> **Records for the exercise**
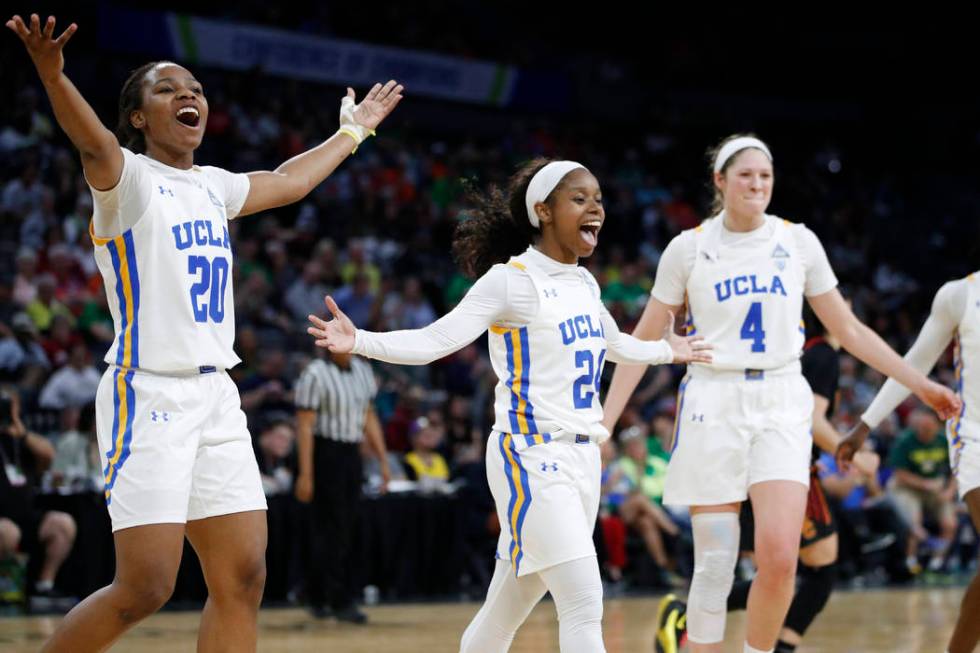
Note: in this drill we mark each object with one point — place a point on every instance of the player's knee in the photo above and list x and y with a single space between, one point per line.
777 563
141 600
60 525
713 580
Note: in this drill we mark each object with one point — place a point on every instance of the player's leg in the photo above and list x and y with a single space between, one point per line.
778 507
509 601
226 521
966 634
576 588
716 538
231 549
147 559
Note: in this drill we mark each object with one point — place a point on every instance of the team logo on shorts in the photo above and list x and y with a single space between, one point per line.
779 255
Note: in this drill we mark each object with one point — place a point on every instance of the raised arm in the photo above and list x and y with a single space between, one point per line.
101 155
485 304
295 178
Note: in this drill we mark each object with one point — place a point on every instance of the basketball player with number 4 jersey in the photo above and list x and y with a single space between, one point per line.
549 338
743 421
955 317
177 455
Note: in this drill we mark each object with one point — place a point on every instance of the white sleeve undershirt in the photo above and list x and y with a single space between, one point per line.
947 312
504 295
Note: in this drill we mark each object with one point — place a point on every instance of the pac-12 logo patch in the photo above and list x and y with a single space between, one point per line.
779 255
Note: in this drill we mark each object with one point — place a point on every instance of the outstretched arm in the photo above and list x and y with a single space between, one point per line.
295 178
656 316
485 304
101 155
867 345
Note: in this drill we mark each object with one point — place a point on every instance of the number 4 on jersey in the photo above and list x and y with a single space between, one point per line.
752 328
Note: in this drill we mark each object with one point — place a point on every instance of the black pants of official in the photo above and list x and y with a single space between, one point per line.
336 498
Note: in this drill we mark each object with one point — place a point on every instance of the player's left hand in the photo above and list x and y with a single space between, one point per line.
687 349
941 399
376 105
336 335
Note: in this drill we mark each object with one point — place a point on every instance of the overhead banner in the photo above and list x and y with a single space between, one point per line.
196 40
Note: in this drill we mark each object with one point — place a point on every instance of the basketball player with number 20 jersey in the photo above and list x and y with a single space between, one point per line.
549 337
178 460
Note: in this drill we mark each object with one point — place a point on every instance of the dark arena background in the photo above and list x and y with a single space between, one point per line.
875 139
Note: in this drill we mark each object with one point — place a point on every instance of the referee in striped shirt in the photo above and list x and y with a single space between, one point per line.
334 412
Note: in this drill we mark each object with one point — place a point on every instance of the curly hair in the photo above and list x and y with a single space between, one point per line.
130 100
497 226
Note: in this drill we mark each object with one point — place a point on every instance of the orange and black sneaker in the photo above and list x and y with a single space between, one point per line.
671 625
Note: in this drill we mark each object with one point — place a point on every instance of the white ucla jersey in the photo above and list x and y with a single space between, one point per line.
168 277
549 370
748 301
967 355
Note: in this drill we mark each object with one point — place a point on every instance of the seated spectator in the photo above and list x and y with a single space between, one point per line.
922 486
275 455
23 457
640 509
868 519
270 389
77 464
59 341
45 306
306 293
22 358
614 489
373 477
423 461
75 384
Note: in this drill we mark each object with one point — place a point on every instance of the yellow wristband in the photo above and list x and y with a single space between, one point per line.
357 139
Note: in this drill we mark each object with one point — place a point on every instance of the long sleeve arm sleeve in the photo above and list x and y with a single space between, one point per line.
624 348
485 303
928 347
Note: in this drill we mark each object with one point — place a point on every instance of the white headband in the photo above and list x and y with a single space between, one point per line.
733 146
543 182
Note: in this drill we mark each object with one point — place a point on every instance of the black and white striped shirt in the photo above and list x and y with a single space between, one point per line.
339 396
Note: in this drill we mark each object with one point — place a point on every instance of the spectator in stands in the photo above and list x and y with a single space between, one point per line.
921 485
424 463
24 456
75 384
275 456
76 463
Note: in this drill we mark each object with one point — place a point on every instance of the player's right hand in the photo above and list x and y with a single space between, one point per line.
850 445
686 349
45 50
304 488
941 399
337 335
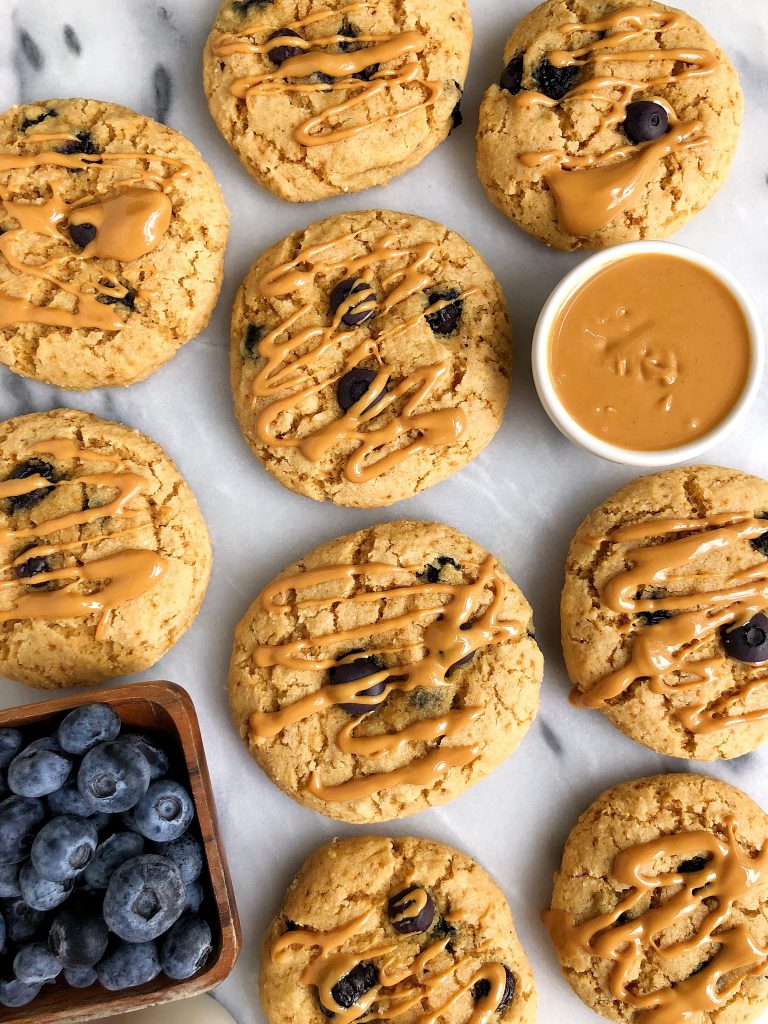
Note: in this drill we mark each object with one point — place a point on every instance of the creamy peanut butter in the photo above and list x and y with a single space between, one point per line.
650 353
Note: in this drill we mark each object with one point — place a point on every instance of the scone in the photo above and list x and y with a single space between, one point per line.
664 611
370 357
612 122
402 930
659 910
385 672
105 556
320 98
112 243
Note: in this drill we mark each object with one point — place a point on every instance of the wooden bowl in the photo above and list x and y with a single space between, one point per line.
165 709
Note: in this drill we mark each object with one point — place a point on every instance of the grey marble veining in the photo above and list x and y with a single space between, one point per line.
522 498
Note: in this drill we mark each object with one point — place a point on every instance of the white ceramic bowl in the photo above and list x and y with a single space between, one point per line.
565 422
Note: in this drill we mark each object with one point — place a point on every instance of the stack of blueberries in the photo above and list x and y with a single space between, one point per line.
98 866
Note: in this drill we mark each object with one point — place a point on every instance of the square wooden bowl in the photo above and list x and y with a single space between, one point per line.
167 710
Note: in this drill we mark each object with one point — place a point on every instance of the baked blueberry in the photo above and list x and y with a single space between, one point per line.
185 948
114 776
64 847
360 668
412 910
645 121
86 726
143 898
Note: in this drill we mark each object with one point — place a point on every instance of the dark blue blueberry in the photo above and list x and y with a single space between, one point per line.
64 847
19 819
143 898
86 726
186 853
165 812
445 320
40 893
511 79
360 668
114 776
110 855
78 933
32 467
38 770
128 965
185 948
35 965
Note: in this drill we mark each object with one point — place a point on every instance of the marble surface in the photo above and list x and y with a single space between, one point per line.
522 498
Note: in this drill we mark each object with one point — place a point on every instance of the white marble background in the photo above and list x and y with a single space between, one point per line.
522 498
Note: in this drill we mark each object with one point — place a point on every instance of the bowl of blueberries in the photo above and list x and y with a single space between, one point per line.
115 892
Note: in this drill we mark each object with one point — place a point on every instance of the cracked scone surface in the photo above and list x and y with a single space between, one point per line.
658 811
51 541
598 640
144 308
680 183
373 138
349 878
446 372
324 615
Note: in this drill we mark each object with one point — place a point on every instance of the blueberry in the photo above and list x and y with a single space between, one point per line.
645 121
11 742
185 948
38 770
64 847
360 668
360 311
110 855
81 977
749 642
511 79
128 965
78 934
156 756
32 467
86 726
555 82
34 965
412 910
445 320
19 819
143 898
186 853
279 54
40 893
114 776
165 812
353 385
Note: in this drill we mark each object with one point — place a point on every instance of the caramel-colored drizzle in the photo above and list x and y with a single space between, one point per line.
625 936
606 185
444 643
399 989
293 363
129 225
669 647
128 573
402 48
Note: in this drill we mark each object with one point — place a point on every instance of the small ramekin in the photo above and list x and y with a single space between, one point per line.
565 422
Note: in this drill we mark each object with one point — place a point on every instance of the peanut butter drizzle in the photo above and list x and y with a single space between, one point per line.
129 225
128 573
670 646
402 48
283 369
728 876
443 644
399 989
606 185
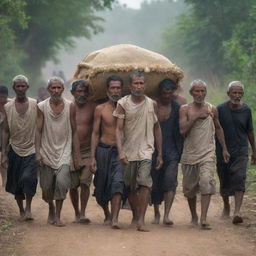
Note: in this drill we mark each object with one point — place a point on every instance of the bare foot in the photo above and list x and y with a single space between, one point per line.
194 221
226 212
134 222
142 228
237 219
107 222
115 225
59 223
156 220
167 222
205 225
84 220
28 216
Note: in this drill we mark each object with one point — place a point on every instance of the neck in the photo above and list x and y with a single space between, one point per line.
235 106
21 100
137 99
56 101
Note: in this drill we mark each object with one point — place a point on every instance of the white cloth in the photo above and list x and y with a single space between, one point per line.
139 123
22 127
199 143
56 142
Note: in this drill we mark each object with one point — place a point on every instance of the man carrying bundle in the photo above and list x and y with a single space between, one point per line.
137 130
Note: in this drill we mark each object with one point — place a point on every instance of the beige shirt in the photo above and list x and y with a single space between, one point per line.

> **Task to carry out**
Return the listing above unchanged, apart from dropping its pictures.

> **Result of this task**
Note: in this drill we mark each object with one point — place a point on every instance of the player's knee in the photo above and list x and y with a single space between, one point per line.
777 563
141 600
60 525
713 580
Note: in this drill we mark each object with one point — place a point on every instance of the player's leg in the photo above and list x and y with a single space between, one point per line.
778 507
509 601
226 521
966 634
576 588
716 538
231 549
147 559
Note: in this drill we mark each object with one point — place a point on every instance of the team logo on shorts in the photo above and list x and y with a single space between, one point per line.
779 255
Note: in this drill we mark each object with one point — place a point on every instance of the raised arm in the photo above and list x and y with a single space between, one point per line.
101 155
485 304
295 178
Note: in this drill we mark each object with one point — place a point on every instance of the basketball player with number 4 jersey in the photo above and list x and y with a single space between, one point per line.
549 338
743 421
955 317
177 455
Note: in this drill we mark each object with one point — place a point on every instance of the white sleeve undershirt in the photo above and list x and y with a single space between, one point per line.
947 312
504 295
Note: in this drill we mark each object with one point — place a point on every instance of the pac-12 logo patch in the photo above and list x and y with a single space between, one point per line.
779 255
Note: in this drill we mark each object with one point — place a point on every instance of the outstretched arm in the photo above and list x and y with a single space between, one point per line.
295 178
656 316
485 304
101 155
867 345
Note: in this drill we mark each object with one point — place a point on every instance of the number 4 on jersey in the photo above and list x and y with a single space between, one point per line.
752 328
Note: in this drill we mark each object with one point — place a point on every instance of the black pants of official in the photo above and list x and y with a single space between, one point per line.
336 498
Note: in this drill we mark each object with one point — place a point on every instance of the player's left hand in the photo above and list x and y with a single space between, one point per line.
687 349
941 399
376 105
336 335
Note: in this drill we mark each object with one point — place a point on every instance of the overhead banner in the photo above and list x and y with a single space between, one point per line.
196 40
Note: in this drill we mark each object with one point — place a point on every instance of the basketball player with number 20 jersey in the photo above and list x and y with a single space between, one point per line.
549 337
178 460
Note: in this drill we mark each object with one point — place a point on every instance of the dark arena background in the photo above and list x and y with a single space between, one point per line.
875 139
Note: in this drill we mark each object with one point — place a point on every instance of the referee in striped shirt in the photo above and list x and y with a single space between, one point per line.
334 412
Note: in this drill we mark each object with one point — place a point on every instance of the curly hair in the photo above and list x and y with a single space between, one point per line.
130 100
497 226
Note: in this drill we mark each object with one point — place a point on every instance of the orange and black sneaker in the photo above and list x and y with a single space between, one point per line.
671 625
Note: in this drill we mark each object with one point — place a point on every instance of the white ucla jersey in the photo above and list x and y with a single space between, one point per line.
168 277
549 370
748 301
967 355
Note: in this drill we mark each object with one point — place a point on every instance of the seated spectator in the photo above and list x and y with a single space between, one point per line.
922 486
275 455
23 457
640 509
868 519
270 389
77 464
59 341
45 306
306 293
22 358
614 489
373 477
423 461
75 384
Note: in this drill we mark each object with one point — place a point on every instance of the yellow wristband in the photo above and list x and y with a single space between, one point per line.
357 139
Note: in this drill we mark each object with one point — place a point on every instance of the long sleeve arm sleeve in the photo above and list x and y with a single space between, one point per line.
624 348
485 303
928 347
Note: in this drill we mark each object with one point — place a point on every instance of the white headband in the photo above and list x and y with a single space between, one point per line.
733 146
543 182
Note: in this drill we mark each object with one point — place a point on every instance of the black and white striped shirt in the photo above and list x and y with a single space between, one point per line.
339 396
Note: in this drill we mark each object with one point — place a point on every instance of the spectator in stands in the photo above and list x and y with a single space between, one point per line.
921 485
424 463
24 456
75 384
275 456
76 463
Note: in this drill we mark each object with one point — place a point on every instance of the player's right hand in the photo above and list x and y with a single space between, one point per line.
850 445
686 349
45 50
304 488
941 399
337 335
Note: in this drill we mark each object with one point — place a point on every instance of the creamy peanut butter in the photo above and list x and y with a single space between, one point per line.
650 353
Note: in this drill we mark each object with one point — place a point on every instance of the scone in the photo above and list x and y with a single space between, one point per line.
664 611
370 357
612 122
402 930
659 910
385 672
105 556
320 98
112 243
Note: in this drill we mark each object with one point — place a point on every instance of the wooden bowl in the photo above and list x and y with a single space between, one point per line.
165 709
Note: in this drill we mark each object with one point — place a point on every instance of the grey marble veining in the photo above and list x and y with a single space between, one point per line.
522 498
Note: in this drill we mark each object with one point — place a point on every instance of the white ceramic bowl in the photo above and list x and y with a single space between, one point per line.
565 422
Note: in this drill we mark each object with one point — place a point on every instance of the stack of blueberries in the photo above and list x and y with a single space between, one point per line.
98 866
Note: in this drill we mark each object with one point — place a point on every instance of the square wooden bowl in the photo above and list x and y with a single space between, one point per line.
167 710
Note: in this drill we mark each object with one point — place a point on every instance of the baked blueberry in the photo above and list x and y with a single space between, one point per line.
185 948
114 776
64 847
360 668
412 910
645 121
86 726
143 898
Note: in this drill we mark each object with one point — place a point on every instance of the dark blue blueberry in the photo above and list x and y with a single space between, one point per line.
64 847
19 819
143 898
86 726
186 853
165 812
445 320
40 893
511 79
360 668
114 776
110 855
78 933
32 467
38 770
128 965
185 948
35 965
Note: in this drill we mark each object with one point — place a point on every instance of the marble surface in the photo above and list x and y with a single space between, one point per line.
522 498
Note: in this drill we mark each object with one point — place a point on every instance of the white marble background in the photo above and list x and y with a single space between, one point per line.
522 498
Note: in this drill we mark each object with one point — place a point on every instance of the bowl of blueberries in the photo above and list x and y with a single space between, one point per line.
115 892
Note: in this drill we mark each object with one point — place a point on every instance of the cracked scone surface in the photo above and list x and y with a single space between, one point per line.
658 811
51 541
598 640
144 308
680 183
373 138
349 878
446 372
324 615
Note: in this drill we mark each object with one point — place a point on every instance of the blueberry in the photo above and list x and y with a single space between, one point per line.
645 121
11 742
185 948
38 770
64 847
360 668
360 311
110 855
81 977
749 642
511 79
128 965
78 934
156 756
32 467
86 726
555 82
34 965
412 910
445 320
19 819
143 898
186 853
279 54
40 893
114 776
165 812
353 385
Note: in this drill we mark each object with one point — place a point on every instance of the caramel-colored drizzle in the photo above and list x and y with a single space between, one point per line.
625 936
606 185
444 643
399 989
293 363
129 225
669 647
128 573
402 48
Note: in this drill we mark each object with one point — place a point on every instance of the small ramekin in the photo above and list x and y with a single space between, one point per line.
565 422
Note: in this drill we mark each object with one point — place a point on every instance of the peanut butter drizzle in the photo above and list x and y with a single space between, one point per line.
129 225
128 573
670 646
402 48
283 369
728 876
443 644
399 989
606 185
Note: in this drill we mark each object with one point — place a point on every instance of the bare foot in the photo above and list x and y with a single space between, one point per line.
194 221
226 212
134 222
142 228
237 219
107 222
115 225
59 223
156 220
167 222
205 225
84 220
28 216
Note: in this drill we mark each object with one point — place a point on every instance of the neck in the photo above and list x and y with a single space between, one point per line.
235 106
21 100
137 99
56 101
Note: in this drill we mark each object with one point — place a point on every instance of the white cloth in the photo above and list x and y with a single space between, one point per line.
139 123
22 127
199 143
56 142
Note: in this drill we mark each object with one point — place a point on every instance of the man carrying bundle in the photo above and list x and y with a single space between, one point per line.
137 130
Note: in this drill we mark each object with one point — place a point on every instance of the beige shirt in the photo above and list x and y with a single space between, one point per line.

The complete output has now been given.